**WORK ITEM**
Copy out all of the entries below without any change.

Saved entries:
------------------------------------

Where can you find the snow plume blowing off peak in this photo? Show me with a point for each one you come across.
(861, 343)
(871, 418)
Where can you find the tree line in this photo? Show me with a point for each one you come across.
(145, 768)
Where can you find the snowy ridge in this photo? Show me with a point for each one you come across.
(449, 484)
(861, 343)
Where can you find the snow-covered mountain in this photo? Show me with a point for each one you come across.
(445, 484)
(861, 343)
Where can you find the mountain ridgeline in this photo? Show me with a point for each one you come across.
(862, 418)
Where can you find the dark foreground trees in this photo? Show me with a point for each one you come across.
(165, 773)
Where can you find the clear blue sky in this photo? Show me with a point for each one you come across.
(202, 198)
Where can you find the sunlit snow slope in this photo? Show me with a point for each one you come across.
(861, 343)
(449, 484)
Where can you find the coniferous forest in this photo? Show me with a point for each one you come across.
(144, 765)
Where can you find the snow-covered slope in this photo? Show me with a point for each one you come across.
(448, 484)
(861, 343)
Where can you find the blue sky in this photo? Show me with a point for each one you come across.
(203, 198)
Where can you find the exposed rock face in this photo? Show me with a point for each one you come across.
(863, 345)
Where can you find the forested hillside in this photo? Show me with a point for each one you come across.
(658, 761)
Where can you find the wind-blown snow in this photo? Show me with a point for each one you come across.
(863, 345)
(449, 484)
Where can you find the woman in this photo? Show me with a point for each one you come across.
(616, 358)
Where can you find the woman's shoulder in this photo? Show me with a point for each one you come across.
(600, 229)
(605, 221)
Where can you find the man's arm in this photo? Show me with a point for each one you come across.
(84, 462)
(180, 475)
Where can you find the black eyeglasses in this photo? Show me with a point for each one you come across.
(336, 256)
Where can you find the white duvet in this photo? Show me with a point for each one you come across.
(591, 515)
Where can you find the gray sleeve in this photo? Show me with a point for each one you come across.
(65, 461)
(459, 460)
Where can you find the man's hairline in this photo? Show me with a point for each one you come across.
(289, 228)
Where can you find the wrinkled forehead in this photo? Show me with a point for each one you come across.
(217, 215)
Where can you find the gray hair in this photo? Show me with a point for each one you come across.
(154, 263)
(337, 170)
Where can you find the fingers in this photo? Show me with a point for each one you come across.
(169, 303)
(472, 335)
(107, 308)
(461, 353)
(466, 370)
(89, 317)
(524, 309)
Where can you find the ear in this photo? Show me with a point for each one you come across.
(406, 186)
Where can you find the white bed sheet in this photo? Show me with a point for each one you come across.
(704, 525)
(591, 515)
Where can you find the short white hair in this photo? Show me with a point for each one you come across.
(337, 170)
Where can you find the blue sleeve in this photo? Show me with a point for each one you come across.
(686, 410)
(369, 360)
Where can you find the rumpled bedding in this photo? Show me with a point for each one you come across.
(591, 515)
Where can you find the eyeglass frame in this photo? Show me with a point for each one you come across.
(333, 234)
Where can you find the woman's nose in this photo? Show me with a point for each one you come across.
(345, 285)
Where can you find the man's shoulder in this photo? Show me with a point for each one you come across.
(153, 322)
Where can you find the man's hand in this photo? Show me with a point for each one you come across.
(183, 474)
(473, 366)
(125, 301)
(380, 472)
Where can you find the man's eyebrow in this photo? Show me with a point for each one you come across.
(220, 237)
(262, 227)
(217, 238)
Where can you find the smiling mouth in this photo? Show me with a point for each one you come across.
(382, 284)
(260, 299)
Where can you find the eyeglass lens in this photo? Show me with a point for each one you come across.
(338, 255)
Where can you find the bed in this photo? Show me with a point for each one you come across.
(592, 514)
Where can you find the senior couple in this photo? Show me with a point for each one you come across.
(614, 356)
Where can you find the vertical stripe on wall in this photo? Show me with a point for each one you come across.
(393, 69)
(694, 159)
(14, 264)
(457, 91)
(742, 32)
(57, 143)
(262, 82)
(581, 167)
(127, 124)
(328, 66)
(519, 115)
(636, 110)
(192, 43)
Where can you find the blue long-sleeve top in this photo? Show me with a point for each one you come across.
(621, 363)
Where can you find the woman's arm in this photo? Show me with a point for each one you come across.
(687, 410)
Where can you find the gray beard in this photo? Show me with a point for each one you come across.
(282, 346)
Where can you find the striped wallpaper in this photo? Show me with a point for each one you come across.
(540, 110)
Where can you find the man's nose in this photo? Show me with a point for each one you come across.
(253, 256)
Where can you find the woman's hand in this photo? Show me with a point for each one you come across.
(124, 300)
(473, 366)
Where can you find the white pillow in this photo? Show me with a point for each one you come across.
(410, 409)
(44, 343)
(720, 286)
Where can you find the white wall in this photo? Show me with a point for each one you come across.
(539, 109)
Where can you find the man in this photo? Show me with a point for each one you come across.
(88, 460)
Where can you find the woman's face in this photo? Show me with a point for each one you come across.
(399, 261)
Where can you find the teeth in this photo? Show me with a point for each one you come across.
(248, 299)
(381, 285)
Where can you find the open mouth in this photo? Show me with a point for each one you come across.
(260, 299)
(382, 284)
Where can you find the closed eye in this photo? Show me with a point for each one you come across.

------------------------------------

**OUTPUT**
Where can you find the snow plume blowing off peak in this photo? Show me with a point for each one you come across.
(861, 343)
(871, 418)
Where can you find the tree line in this photo? Show me with a point for each one you come across.
(145, 768)
Where can you find the snowy ridge in this photo? Show me with a point for each one you come across.
(449, 484)
(861, 343)
Where can you find the snow-covered mountain in this photo? Show me with a point for each one you come across.
(445, 484)
(861, 343)
Where can you find the mountain ridgeline in this photo? Show me with a point for each one you come across.
(862, 418)
Where can you find the dark foreground trees in this photo? Show me with a point for each one you come across.
(165, 773)
Where can you find the clear blue sky in this photo? Show me with a point for each one you come across.
(202, 198)
Where can you find the sunlit snow slope in this photo? Show me with a point for each one you come across.
(861, 343)
(449, 484)
Where can you find the coniferous forest in this photo? Show me with a point for each one you come across.
(144, 765)
Where can you find the snow-covered slope in this photo? Show me with a point for each one you come across.
(448, 484)
(861, 343)
Where can you find the blue sky in this photo? Show me with a point for each one you come across.
(203, 198)
Where can you find the exposed rock face in this photo? Show me with a point for each one you come across.
(863, 345)
Where can you find the forested hillside in this photo? Show me with a point for each one you come across.
(658, 761)
Where can you find the wind-blown snow in this photo? Show me with a point for each one you come across.
(863, 345)
(449, 484)
Where can you find the woman in this photo? Show me with a point for each one you come across.
(616, 358)
Where can you find the woman's shoulder in this photo? Show me with a point for each one you come across.
(600, 229)
(605, 221)
Where can you find the man's arm in this photo? Show me with a point for each one you come across.
(84, 462)
(180, 475)
Where can you find the black eyeglasses in this photo? Show me with a point for each one you come across.
(336, 256)
Where can you find the white duvet in this photo? Show me with a point for each one you come across.
(591, 515)
Where can you find the gray sleeve in this photo? Show me with a point for each one you come across.
(65, 461)
(459, 460)
Where can you find the man's hairline in this photo? Show me with a point for each one you come across.
(289, 228)
Where can you find the wrinkled forehead in this photo? Show me with a point for each one you come across.
(217, 215)
Where can you find the gray hair in this photo? Show me with a point for each one you come across.
(154, 263)
(337, 170)
Where can you find the fingers in this photo? Show me with a point for each one you come across.
(169, 303)
(472, 335)
(107, 308)
(461, 353)
(466, 370)
(89, 317)
(524, 309)
Where can you find the ear in this photo? Show me with a point for each one you come across.
(406, 186)
Where can you find the white bed sheet in this photo? Show me with a point for each one you come across.
(704, 525)
(591, 515)
Where can you find the short white hair in this photo? Show me with a point for each one you come across.
(337, 170)
Where can you find the blue sleeve in this photo? Show me with a point for each one you come across.
(686, 410)
(369, 360)
Where can you find the rumpled bedding in this photo? Show me with a point for each one you come across.
(591, 515)
Where can you find the eyeglass frame in this photo? Show me with a point for each one you come across.
(333, 234)
Where can you find the woman's nose in this photo? Show me with a point for each one you come across.
(345, 285)
Where can you find the man's shoulder in this photo? Show me with a point for each one you come across.
(153, 322)
Where can you find the man's hand in this photo? Show me with a point for each one you come across.
(183, 474)
(473, 366)
(125, 301)
(380, 472)
Where can you find the man's eyebrow in this photo? Show me with a point for each one you come across.
(220, 237)
(262, 227)
(217, 238)
Where can you find the smiling mouth in this photo? Show me with a point for each one you come across.
(382, 284)
(260, 299)
Where can you find the eyeglass lens in this photo? Show me with a point for each one you come across.
(338, 255)
Where can you find the bed in this photo? Show me with a point for each one you come across.
(592, 514)
Where can you find the senior couple in this photo? Show me with a point for each one you come across.
(614, 356)
Where can you find the vertical stripe on wall in this photo? Show me with a point for each one you come across.
(393, 69)
(694, 159)
(14, 264)
(457, 91)
(742, 32)
(57, 143)
(262, 82)
(581, 167)
(127, 124)
(328, 66)
(519, 115)
(636, 110)
(192, 43)
Where can you find the blue long-sleeve top in this photo? Show me with a point for each one you come across.
(621, 363)
Where can you find the woman's arm in this photo? Show me with a point for each one you come across.
(687, 410)
Where can you find the gray beard in this photo? Show me with a point for each one you come across.
(282, 346)
Where can you find the striped wallpaper in this photo? Show me with a point for each one you come across.
(540, 110)
Where can you find the man's nose in this photo? Show me with a point for each one you come across.
(253, 256)
Where can you find the woman's hand in this photo? Show me with a point for each one you come across.
(124, 300)
(473, 366)
Where can you find the white pillow in this photo? Show me with a point for each one you come across.
(410, 409)
(44, 343)
(720, 286)
Where can you find the white wall in this photo? Show me with a point for each one you come across.
(539, 109)
Where can you find the man in this photo? Show me with a point for each one you come across.
(88, 460)
Where can you find the woman's face in this photo? Show me with a point for each one you come across.
(399, 261)
Where can you find the teeth in this photo? Show me with a point for each one you come across.
(248, 299)
(381, 285)
Where can you find the open mouth in this photo? Show me with a point for each one you come across.
(260, 299)
(382, 284)
Where can you find the closed eye in this photo? Show me with a point for each one you come across.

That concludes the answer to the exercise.